Rows from a box-labeling dataset:
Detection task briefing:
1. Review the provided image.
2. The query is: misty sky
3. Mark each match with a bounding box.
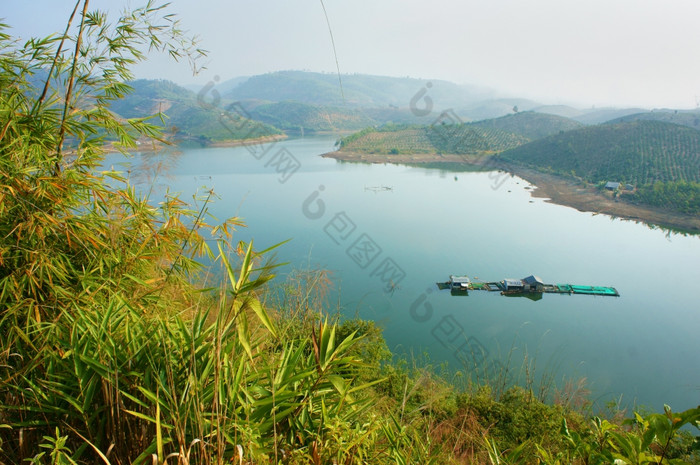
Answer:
[5,0,700,108]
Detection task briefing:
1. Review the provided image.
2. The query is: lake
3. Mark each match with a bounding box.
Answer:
[106,136,700,411]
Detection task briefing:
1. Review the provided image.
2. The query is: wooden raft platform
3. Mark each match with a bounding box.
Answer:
[437,275,620,300]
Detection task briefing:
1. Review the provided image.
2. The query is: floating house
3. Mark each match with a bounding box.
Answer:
[523,275,544,292]
[450,275,472,291]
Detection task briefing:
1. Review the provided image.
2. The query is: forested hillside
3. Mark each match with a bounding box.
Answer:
[500,121,700,185]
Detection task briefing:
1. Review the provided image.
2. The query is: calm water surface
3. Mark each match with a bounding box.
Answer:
[107,137,700,410]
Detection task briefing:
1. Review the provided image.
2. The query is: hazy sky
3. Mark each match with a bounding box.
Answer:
[0,0,700,108]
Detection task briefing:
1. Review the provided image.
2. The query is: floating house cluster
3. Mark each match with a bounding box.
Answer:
[437,275,620,300]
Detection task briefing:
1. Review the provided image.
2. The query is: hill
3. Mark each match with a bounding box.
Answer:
[341,112,582,155]
[246,101,377,132]
[572,108,646,124]
[499,120,700,215]
[110,79,282,142]
[471,111,583,140]
[610,110,700,130]
[224,71,492,111]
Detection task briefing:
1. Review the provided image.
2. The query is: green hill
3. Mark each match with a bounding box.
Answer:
[499,121,700,215]
[500,121,700,184]
[341,112,582,155]
[471,111,583,140]
[224,71,490,111]
[248,101,377,131]
[110,79,281,141]
[610,110,700,130]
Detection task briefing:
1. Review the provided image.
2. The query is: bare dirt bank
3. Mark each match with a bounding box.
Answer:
[323,151,700,234]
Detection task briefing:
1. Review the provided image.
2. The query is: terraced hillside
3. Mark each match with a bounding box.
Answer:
[499,121,700,185]
[610,110,700,130]
[340,125,436,154]
[471,111,584,141]
[110,79,282,142]
[341,112,582,155]
[249,102,376,131]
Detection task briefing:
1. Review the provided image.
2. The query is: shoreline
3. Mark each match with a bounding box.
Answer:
[321,151,700,234]
[103,134,289,153]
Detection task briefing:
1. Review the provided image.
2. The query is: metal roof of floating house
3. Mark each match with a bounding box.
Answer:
[503,278,523,289]
[523,274,544,286]
[450,275,472,289]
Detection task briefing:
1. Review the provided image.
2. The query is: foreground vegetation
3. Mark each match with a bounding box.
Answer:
[0,2,700,464]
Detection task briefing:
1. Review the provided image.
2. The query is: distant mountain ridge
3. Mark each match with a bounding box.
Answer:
[499,121,700,185]
[110,79,282,143]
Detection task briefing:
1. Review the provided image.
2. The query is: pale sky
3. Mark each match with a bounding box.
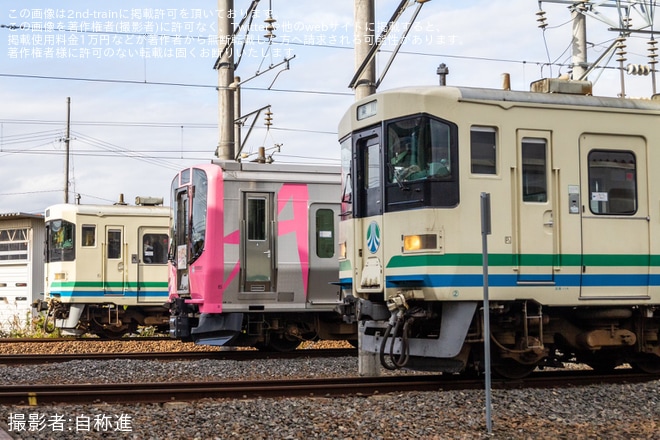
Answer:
[0,0,651,213]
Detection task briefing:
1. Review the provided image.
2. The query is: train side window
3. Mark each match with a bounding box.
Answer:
[81,225,96,247]
[522,138,548,203]
[588,150,637,215]
[470,126,497,174]
[316,209,335,258]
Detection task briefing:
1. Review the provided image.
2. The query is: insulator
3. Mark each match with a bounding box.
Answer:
[536,10,548,29]
[627,64,651,76]
[264,17,277,40]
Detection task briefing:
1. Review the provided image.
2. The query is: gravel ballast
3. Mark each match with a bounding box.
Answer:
[0,344,660,440]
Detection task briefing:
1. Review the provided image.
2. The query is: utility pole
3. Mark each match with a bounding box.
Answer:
[353,0,380,376]
[215,0,236,160]
[571,0,587,80]
[64,97,71,203]
[354,0,376,101]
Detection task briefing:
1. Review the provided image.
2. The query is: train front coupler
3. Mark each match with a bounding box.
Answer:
[379,291,426,370]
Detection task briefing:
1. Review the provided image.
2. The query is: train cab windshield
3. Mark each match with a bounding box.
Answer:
[46,220,76,263]
[171,168,208,269]
[387,117,452,185]
[342,114,459,217]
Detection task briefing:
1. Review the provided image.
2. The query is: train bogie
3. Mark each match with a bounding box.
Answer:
[170,161,356,350]
[339,78,660,376]
[38,198,170,338]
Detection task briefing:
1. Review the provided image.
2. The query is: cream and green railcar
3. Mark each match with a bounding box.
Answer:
[40,198,170,338]
[339,80,660,377]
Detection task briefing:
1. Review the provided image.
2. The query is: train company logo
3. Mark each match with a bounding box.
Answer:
[367,222,380,254]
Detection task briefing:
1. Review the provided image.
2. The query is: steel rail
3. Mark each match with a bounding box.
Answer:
[0,370,659,406]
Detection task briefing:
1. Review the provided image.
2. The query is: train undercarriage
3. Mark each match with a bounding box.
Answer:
[356,300,660,379]
[170,298,357,352]
[36,298,169,339]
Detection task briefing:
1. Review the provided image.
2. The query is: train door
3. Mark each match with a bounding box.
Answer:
[515,130,557,283]
[131,227,168,302]
[580,134,650,299]
[307,203,339,305]
[354,129,385,293]
[241,192,276,292]
[103,225,126,295]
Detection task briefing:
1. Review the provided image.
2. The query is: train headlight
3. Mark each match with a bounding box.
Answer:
[339,241,346,259]
[403,234,438,252]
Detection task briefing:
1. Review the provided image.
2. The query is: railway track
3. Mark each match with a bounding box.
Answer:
[0,370,658,406]
[0,336,175,344]
[0,348,357,365]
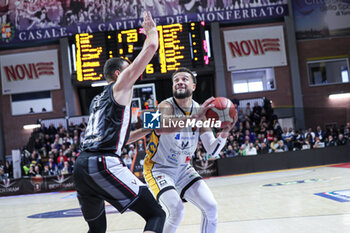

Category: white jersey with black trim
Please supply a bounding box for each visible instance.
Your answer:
[147,97,200,167]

> [Task directions]:
Rewrite all of the material above with every "bounding box" changed to "rectangle" and nothing else altered. Leave the pictures out.

> [Response to this task]:
Detection task briefing:
1. Review the provided image.
2. The query is: misty sky
3. Mark each match with a rectangle.
Answer:
[5,0,700,108]
Detection task briefing:
1. Review the provided image.
2. The query is: lake
3. Mark each match with a rectangle.
Answer:
[106,136,700,411]
Detection task briefing:
1. Review the provided image.
2. The query is: wooden raft platform
3. Mark each match with a rectangle.
Answer:
[437,275,620,300]
Detection task briefing:
1. Review the provided image.
2. The query is: floating house
3. Mark each match with a rectangle.
Answer:
[523,275,544,292]
[450,275,472,291]
Detection task briefing:
1. Review the provided image.
2. The query is: forested hillside
3. Mark each match with a rectangle.
Answer:
[500,121,700,185]
Detection task briefing:
1. Review the provided image.
2. The query is: calm water surface
3. Mark each match with a rectangle.
Answer:
[107,137,700,410]
Detection task briefing:
1. Review the provided image.
2. The query is: hazy sky
3. Mark each match with a rectangle.
Answer:
[0,0,700,108]
Detection task briefing:
1. Review the provided image.
2. The query is: floating house cluster
3. Mark each match with a rectangle.
Answer:
[437,275,620,300]
Detection task briefing:
1. Review the provided image.
2. The query is: hill
3. Mark each match with a rectangle.
Answer:
[341,112,582,155]
[246,101,377,132]
[572,108,646,124]
[499,120,700,215]
[110,79,282,142]
[471,111,583,140]
[610,110,700,130]
[224,71,492,111]
Detection task briefing:
1. Review the provided image.
2. The query is: green hill
3. Mark each match with a rectangle.
Answer:
[499,121,700,215]
[500,121,700,184]
[341,112,582,155]
[471,111,583,140]
[224,71,490,111]
[248,101,377,131]
[110,79,281,141]
[610,110,700,130]
Detection task briefing:
1. Review the provided image.
2. The query is: bare dirt bank
3. Mark each match with a rectangle.
Answer:
[323,151,700,234]
Detection task briefing:
1. Review the provided image.
2. The query is: terraced hillside
3. Mark each match with a rectangle.
Answer:
[499,121,700,185]
[610,110,700,130]
[340,125,436,154]
[471,111,584,141]
[110,79,282,142]
[341,112,582,155]
[249,102,376,131]
Detection task briefing:
1. Review the provided image.
2. The query is: shoreline
3. Mark each match with a rectangle.
Answer:
[321,151,700,234]
[103,134,289,153]
Detection task briefing:
1. Review the provided image.
2. The query is: metal roof of floating house
3. Mark each match with a rectangle.
Answer:
[503,278,523,289]
[523,274,544,286]
[450,275,472,289]
Detection task briefing:
1. Review the provided image.
2. The query is: foreground vegetation
3. Mark each match with a rectangle.
Answer:
[0,2,700,464]
Detection task briefing:
1. Review the provided image.
2. The query is: distant mountain ridge
3. Mark each match with a rectangle.
Answer:
[499,121,700,185]
[110,79,282,143]
Detection task briefing:
1. Review the provided image.
2. The query is: pale sky
3. Mark each match with a rectangle.
Answer:
[0,0,651,213]
Detection task briefing:
1. Review the provided image.
2. The query is: train side window
3. Mark each match with a rectangle.
Answer:
[81,225,96,247]
[522,138,548,203]
[588,150,637,215]
[470,126,497,174]
[316,209,335,258]
Detection task briefing:
1. Review the provided image.
2. The query is: insulator
3. Mark each match with a rectangle.
Answer:
[536,10,548,29]
[627,64,651,76]
[264,17,277,40]
Detection task briefing:
1. Review the provided image.
2. The query is: gravel ballast
3. Mark each match with a rectangle.
Answer:
[0,344,660,440]
Detection task briefing:
1. Review the provided image.
2. The query is: utility pole
3. Mark each match with a rectangle.
Answer:
[353,0,380,376]
[215,0,236,160]
[571,0,587,80]
[64,97,71,203]
[354,0,376,101]
Detection task briefing:
1. Review the provided image.
2. The query is: train front coupler
3. Mark each match with a rectangle.
Answer:
[379,291,426,370]
Detection task briefing:
1. Review the provided image.
2. The query is: train cab windshield
3. Mark each match with a rectangle.
Answer:
[46,220,76,263]
[171,168,208,269]
[387,117,452,185]
[342,114,459,217]
Detection task briefing:
1. Review the provided image.
2. The query is: train bogie
3. Mark each match with a rectangle.
Answer:
[170,161,356,350]
[339,78,660,376]
[38,198,170,338]
Detection task briefing:
1. Review the provided image.
2. The query is: cream and green railcar
3. Mark each match with a rectangle.
Answer:
[40,198,170,338]
[339,80,660,377]
Detection task briefing:
1. Review the provided image.
2. The query is: train company logo
3. Mark each match with a rectangle.
Answer:
[367,222,380,254]
Detection task briefing:
1. Review the provided image.
2. The query is: steel rail
3. Mark each match with a rectangle.
Answer:
[0,370,659,406]
Detection task briefing:
1. Review the provided image.
2. The query is: train undercarriage
3. Mark each match with a rectangle.
Answer:
[356,300,660,379]
[170,298,357,352]
[36,298,169,339]
Detection task briefing:
1. Review the provided image.
2. The query is: train door
3. Mark each match with a rectangle.
Answer:
[515,130,557,283]
[131,227,168,302]
[580,134,650,299]
[307,203,339,305]
[354,129,385,293]
[241,192,276,292]
[103,225,126,295]
Detection task briefing:
1. Review the provided image.
2. The query is: train headlight
3. Mark each match with a rectangle.
Answer:
[339,241,346,259]
[403,234,438,252]
Detection task briefing:
1. Review the provided image.
2. The query is: railway track
3. Mark each match with a rectangle.
Answer:
[0,370,658,406]
[0,336,175,344]
[0,348,357,365]

Category: white jersey with black trim
Please supply a rectangle for each visible instance.
Your answer:
[147,97,200,167]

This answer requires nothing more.